═══ Teks Bacaan

Jokowi
di Bawah Naungan Beringin
Syamsuddin Haris ; Profesor Riset LIPI
|
KOMPAS,
19 Januari
2018
Di luar perkiraan banyak
pihak, Presiden Joko Widodo ternyata mempertahankan Menteri Perindustrian
Airlangga Hartarto dalam Kabinet Kerja. Jokowi bahkan melantik Idrus Marham
sebagai Menteri Sosial menggantikan Khofifah Indar Parawansa yang maju dalam
pemilihan gubernur Jawa Timur. Bulan madu Golkar-Jokowi?
Undang-Undang Kementerian
Negara tidak melarang seorang menteri merangkap menjadi ketua umum atau
petinggi partai politik. Namun, sebelum terpilih sebagai presiden, Joko
Widodo pernah mengemukakan keinginannya agar para menteri yang membantunya di
kabinet tidak merangkap jabatan struktural di partai politik.

══════

## Instruksi Tertulis A
Bisakah paragraf teks bacaan yang diawali "Undang-Undang Kementerian Negara" diringkas menjadi satu kalimat tanpa menghilangkan fakta utamanya?
## Instruksi Tertulis B
Bisakah Anda melanjutkan teks bacaan tentang Jokowi dan Golkar mulai setelah kalimat terakhirnya?
Data sama sekali tidak dipakai di sini.

═══ Data Terkumpul

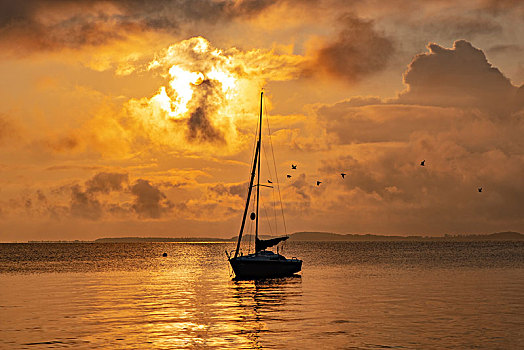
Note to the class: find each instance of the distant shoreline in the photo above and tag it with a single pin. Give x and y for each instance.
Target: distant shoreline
(310, 236)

══════

## Hasil A
Undang-Undang Kementerian Negara tidak melarang menteri merangkap ketua umum atau petinggi partai politik, tetapi sebelum terpilih sebagai presiden, Joko Widodo pernah ingin agar menteri di kabinetnya tidak merangkap jabatan struktural di partai politik.

## Hasil B
Komitmen Presiden Jokowi
itu ditegaskan kembali pada masa awal pemerintahan. Jokowi menilai bahwa
rangkap jabatan akan membuat kerja menteri tidak fokus. ”Satu jabatan saja
belum tentu berhasil, apalagi dua,” ujar Jokowi saat ditanya awak media
terkait alasannya menolak rangkap jabatan.
Komitmen Jokowi diapresiasi publik karena
rangkap jabatan selalu berpotensi memunculkan konflik kepentingan. Selain
itu, perhatian yang terbelah antara posisi sebagai pembantu presiden dan pimpinan
partai politik hampir pasti akan mengganggu atau membuat program-program
pemerintah yang menjadi tanggung jawab kementerian tidak bisa maksimal.
Partai politik juga turut mengapresiasi komitmen Presiden sehingga mereka
mematuhinya.
Ketua Umum Partai
Kebangkitan Bangsa (PKB) Muhaimin Iskandar, yang konon pernah ditawari
jabatan menteri kabinet, akhirnya menolak karena lebih memilih posisi sebagai
orang nomor satu di partai kaum nahdliyin tersebut. Menteri Koordinator
Politik, Hukum, dan Keamanan Wiranto harus melepas jabatannya sebagai Ketua
Umum Partai Hati Nurani Rakyat (Hanura) sebagai risiko menerima tawaran
Presiden Jokowi masuk ke dalam Kabinet Kerja.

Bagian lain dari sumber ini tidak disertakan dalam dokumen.